> **Extract**:

The Devil Is In The Details: DHS Monitoring Web & "Wrong" Words 

DHS will monitor more U.S. citizens on the Internet, the feds may have the power to pull the plug on the Web, and certain words automatically incriminate you if used in emails. It's been a busy week, eroding away at privacy. The devil in the details of censorship.

Cyber-terrorists and the dreaded cyberwar have escalated to the point of the "feds" pulling the plug on the Internet in case of an emergency. Then DHS Secretary Janet Napolitano said that in the future there will be "increased" Internet monitoring of U.S. citizens due to the dangers of homegrown terrorism. Napolitano remarked on how "wrong" it is to believe that if "security" is embraced, that liberty will be sacrificed.

I'm not saying that we don't need security because we do. To say it will not impact liberty or privacy is naive, a "big mistake," and I "strongly disagree."

Blaming the Internet for terrorism is like blaming money for corruption or blaming guns for murders; it's "dumb." Not all people who have money are corrupt and not all who have guns are murderers. Not all of us on the Internet are terrorists. No amount of monitoring, regulating, or censoring will change the behavior of people who wield those things for evil.

You may be wondering why some italicized words are in quotation marks. They are search terms that attorneys investigating Lehman Brothers had used to dig through 34 million pages of documents. Use those words paired with others listed in the examiner's report from pages 158 - 284 and you could be busted for incriminating correspondence. It's a "significantly" long list.

Land on a "bad" page or add the "wrong" words in an "email" and Tag, you're it! How far are we from being put on a watch list or arrested to voice a "concern" or to "discuss" that our government is becoming the biggest privacy threat to hit America?

According to the Associated Press, Napolitano told a gathering of the American Constitution Society for Law and Policy, "The First Amendment protects radical opinions, but we need the legal tools to do things like monitor the recruitment of terrorists via the Internet."

I was "shocked" to see more of our privacy eroding away (not really). "I don't think we should" sit back, "speechless" and not voice our right to privacy or it will be "too late." Is it better to censor yourself than to "risk" "writing" an incriminating email? Have you ever used the word "haircut" in an email? That too is on the list of damaging search terms. If you use the wrong query terms, even in research, it can result in a "crisis" to your privacy. Yes these words would be taken in context but if you write "security," how many times have you used "breach" or another danger word?

> **Recorded data**:
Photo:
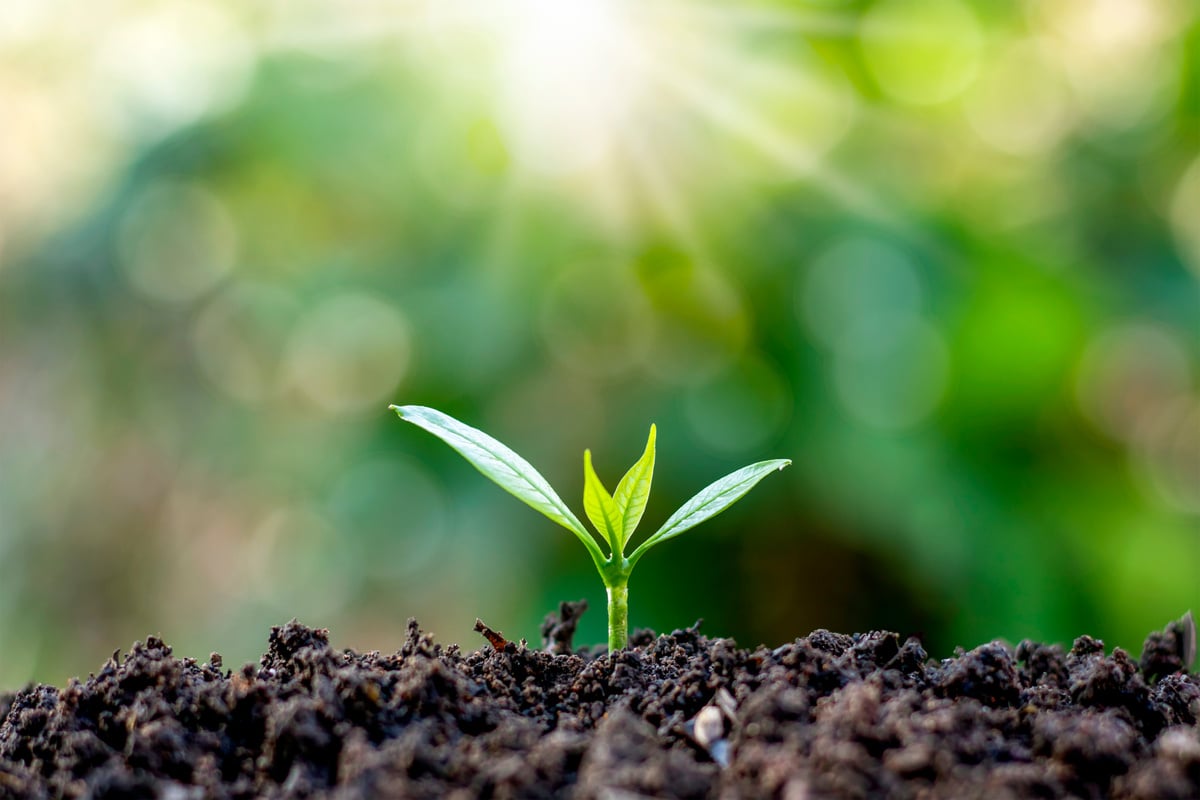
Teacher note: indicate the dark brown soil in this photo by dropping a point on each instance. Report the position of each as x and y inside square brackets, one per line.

> **To do**: Continue the essay on DHS Internet monitoring and incriminating search words, starting after its final sentence.

> **Answer area**:
As in the legal case against NSA warrantless wiretaps, it seems that mass surveillance is immune from judicial review. Who watches the watchers? The devil is in the details. Mass surveillance is not coming, it's here. It's been here for a long time. In the following weeks, we will touch on these topics of who is monitoring and what triggers a search.

There is a huge need for security, yet privacy is nearly extinct. We need to be proactive, not retroactively reacting after a privacy breach. There is not a giant undo button to make it all better after the fact. We need to join together, the knowledgeable and those who don't know much about privacy rights, before privacy is simply a word. If we don't, how much longer do you think America will be the Land of the Free?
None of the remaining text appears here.